§ Task objective
Copy, word for word, the lines of the entries below between the one with "column 323, row 343" and the one with "column 723, row 445", inclusive, and leave out everything else.

§ Exercise data
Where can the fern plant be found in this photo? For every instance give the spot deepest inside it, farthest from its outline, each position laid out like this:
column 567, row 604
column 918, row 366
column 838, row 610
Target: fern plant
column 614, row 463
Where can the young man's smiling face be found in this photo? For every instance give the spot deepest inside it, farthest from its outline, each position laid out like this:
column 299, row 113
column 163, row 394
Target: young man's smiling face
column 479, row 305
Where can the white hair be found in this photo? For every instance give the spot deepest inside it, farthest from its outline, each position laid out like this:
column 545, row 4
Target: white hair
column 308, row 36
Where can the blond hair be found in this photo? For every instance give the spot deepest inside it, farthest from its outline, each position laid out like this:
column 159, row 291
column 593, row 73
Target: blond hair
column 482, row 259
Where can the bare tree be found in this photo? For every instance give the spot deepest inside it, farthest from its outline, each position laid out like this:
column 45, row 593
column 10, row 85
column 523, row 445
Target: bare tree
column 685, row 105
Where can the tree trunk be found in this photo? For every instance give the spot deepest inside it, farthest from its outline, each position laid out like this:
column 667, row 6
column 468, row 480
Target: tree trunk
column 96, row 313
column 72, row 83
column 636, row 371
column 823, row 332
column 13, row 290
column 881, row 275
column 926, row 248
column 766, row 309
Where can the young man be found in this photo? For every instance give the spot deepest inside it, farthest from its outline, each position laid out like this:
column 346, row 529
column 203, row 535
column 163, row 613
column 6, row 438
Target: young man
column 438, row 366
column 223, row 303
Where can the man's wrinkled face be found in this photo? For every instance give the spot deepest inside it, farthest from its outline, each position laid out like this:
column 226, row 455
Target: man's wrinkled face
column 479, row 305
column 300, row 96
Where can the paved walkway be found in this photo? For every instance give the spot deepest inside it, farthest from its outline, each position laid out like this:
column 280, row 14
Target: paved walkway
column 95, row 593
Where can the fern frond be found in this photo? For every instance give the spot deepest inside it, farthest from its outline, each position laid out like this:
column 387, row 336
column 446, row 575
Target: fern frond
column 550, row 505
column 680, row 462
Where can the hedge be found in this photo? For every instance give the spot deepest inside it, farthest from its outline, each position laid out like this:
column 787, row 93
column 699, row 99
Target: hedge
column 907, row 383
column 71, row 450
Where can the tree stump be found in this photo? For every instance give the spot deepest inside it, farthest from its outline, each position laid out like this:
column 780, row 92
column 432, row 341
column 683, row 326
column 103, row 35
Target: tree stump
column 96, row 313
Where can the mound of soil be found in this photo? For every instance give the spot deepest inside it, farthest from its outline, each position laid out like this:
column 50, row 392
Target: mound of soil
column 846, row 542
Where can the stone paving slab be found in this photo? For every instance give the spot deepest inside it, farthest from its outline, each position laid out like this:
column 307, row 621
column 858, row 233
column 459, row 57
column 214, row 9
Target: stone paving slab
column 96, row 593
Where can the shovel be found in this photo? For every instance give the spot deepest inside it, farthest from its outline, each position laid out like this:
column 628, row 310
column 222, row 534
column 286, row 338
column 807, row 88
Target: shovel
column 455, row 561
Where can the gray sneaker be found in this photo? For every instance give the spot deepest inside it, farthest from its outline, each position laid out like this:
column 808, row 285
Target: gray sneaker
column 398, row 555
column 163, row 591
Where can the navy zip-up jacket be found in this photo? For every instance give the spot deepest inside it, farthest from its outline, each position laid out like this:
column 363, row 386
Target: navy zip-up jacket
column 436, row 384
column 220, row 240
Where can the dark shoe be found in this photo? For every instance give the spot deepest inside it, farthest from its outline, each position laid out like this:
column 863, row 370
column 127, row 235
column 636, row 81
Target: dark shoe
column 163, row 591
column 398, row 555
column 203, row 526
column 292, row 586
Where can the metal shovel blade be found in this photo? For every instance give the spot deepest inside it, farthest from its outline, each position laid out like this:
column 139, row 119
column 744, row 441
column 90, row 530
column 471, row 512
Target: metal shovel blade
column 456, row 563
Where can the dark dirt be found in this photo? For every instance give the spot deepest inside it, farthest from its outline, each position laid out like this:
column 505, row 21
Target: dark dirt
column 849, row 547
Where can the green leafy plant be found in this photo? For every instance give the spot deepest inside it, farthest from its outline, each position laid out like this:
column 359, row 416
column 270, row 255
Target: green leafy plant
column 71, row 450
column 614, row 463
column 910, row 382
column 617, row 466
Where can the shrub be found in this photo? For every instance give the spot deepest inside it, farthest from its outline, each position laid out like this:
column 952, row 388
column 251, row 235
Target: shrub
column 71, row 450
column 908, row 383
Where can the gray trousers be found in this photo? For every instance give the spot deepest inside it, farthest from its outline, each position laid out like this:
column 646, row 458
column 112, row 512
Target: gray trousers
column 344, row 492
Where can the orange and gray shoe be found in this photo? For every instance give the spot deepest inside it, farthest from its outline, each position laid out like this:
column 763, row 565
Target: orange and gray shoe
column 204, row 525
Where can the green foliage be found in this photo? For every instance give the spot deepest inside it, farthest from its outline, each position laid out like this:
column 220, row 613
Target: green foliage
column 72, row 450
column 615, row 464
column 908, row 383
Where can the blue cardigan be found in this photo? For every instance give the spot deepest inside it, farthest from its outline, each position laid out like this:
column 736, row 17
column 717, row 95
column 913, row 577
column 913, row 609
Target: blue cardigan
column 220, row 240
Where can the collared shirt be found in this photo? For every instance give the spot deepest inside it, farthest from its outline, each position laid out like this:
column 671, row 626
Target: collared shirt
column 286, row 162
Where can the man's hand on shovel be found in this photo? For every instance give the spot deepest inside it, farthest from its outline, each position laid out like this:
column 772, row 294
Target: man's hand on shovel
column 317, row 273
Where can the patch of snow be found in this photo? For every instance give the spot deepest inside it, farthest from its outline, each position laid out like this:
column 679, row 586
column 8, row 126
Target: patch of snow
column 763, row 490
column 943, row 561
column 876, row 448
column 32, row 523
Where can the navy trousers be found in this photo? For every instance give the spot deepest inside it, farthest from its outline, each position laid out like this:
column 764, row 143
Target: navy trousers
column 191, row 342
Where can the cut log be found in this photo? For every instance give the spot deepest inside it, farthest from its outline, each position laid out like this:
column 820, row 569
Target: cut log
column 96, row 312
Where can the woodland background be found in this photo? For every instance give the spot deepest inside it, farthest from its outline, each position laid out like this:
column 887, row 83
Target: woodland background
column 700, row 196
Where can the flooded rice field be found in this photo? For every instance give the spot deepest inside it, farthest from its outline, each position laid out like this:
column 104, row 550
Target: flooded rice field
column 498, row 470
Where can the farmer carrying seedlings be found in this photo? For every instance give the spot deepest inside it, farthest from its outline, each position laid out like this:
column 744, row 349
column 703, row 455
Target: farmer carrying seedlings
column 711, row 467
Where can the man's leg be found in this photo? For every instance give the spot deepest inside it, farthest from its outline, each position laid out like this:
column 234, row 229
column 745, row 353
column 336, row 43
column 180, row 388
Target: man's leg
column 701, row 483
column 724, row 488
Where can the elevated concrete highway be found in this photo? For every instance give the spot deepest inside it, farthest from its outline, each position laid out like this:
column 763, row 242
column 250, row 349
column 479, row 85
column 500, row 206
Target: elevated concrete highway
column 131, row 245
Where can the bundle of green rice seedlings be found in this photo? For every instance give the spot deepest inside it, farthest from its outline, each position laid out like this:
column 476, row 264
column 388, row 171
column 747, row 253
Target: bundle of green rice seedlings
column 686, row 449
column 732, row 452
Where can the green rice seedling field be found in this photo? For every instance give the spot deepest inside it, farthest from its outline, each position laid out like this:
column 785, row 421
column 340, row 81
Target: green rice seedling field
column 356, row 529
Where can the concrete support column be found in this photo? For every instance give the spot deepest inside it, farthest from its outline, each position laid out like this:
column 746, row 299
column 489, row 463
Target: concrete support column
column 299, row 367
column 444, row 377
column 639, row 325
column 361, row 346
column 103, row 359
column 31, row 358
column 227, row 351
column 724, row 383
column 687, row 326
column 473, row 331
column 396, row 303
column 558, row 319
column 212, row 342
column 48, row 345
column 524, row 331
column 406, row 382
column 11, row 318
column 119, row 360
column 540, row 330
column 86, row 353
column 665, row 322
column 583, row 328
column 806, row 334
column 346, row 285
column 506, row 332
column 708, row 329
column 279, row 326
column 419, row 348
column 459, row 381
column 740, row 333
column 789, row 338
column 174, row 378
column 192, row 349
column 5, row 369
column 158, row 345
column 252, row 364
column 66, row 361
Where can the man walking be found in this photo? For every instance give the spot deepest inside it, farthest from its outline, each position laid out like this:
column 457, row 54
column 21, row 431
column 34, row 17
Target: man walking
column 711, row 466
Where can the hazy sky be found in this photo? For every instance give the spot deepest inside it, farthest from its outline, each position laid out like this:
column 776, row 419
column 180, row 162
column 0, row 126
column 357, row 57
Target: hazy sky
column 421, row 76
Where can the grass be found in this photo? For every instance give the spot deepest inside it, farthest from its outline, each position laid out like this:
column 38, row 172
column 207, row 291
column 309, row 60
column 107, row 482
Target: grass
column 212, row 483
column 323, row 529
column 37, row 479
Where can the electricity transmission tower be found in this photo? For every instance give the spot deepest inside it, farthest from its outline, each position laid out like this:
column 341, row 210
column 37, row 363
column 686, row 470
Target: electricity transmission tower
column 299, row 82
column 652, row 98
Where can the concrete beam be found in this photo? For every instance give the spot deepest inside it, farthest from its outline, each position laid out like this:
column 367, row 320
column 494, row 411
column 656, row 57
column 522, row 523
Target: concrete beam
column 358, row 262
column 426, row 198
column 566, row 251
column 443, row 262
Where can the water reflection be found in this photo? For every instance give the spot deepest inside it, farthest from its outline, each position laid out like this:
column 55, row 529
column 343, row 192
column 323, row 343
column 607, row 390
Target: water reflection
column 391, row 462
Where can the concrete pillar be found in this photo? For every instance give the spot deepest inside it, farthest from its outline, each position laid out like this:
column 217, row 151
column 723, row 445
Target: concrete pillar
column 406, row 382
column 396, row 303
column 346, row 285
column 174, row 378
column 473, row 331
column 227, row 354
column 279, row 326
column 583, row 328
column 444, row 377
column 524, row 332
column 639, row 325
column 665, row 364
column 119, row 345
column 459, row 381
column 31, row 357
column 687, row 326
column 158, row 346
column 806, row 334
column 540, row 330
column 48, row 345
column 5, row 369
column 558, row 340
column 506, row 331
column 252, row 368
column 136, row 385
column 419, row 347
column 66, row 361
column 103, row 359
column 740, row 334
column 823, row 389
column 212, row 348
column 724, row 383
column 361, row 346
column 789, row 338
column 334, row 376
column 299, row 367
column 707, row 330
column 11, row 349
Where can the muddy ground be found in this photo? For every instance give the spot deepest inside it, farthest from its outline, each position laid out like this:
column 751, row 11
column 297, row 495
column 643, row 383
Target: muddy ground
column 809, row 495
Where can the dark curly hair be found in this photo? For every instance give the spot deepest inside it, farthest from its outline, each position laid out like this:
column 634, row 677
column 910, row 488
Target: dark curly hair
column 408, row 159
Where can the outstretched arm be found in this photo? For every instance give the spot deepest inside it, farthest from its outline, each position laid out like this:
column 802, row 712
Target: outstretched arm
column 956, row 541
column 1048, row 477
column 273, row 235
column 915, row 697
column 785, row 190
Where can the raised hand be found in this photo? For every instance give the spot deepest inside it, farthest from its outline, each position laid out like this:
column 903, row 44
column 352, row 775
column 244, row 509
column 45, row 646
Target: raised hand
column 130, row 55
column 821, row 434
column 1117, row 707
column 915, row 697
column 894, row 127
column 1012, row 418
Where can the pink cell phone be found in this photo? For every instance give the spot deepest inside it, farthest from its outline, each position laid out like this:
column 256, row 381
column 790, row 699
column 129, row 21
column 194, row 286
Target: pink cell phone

§ Response for this exercise
column 323, row 343
column 607, row 390
Target: water reflection
column 391, row 462
Where can the concrete pillar be found in this photo? For every instance give the spot deepest inside it, farthest from its outline, each position laid out like this:
column 217, row 151
column 723, row 445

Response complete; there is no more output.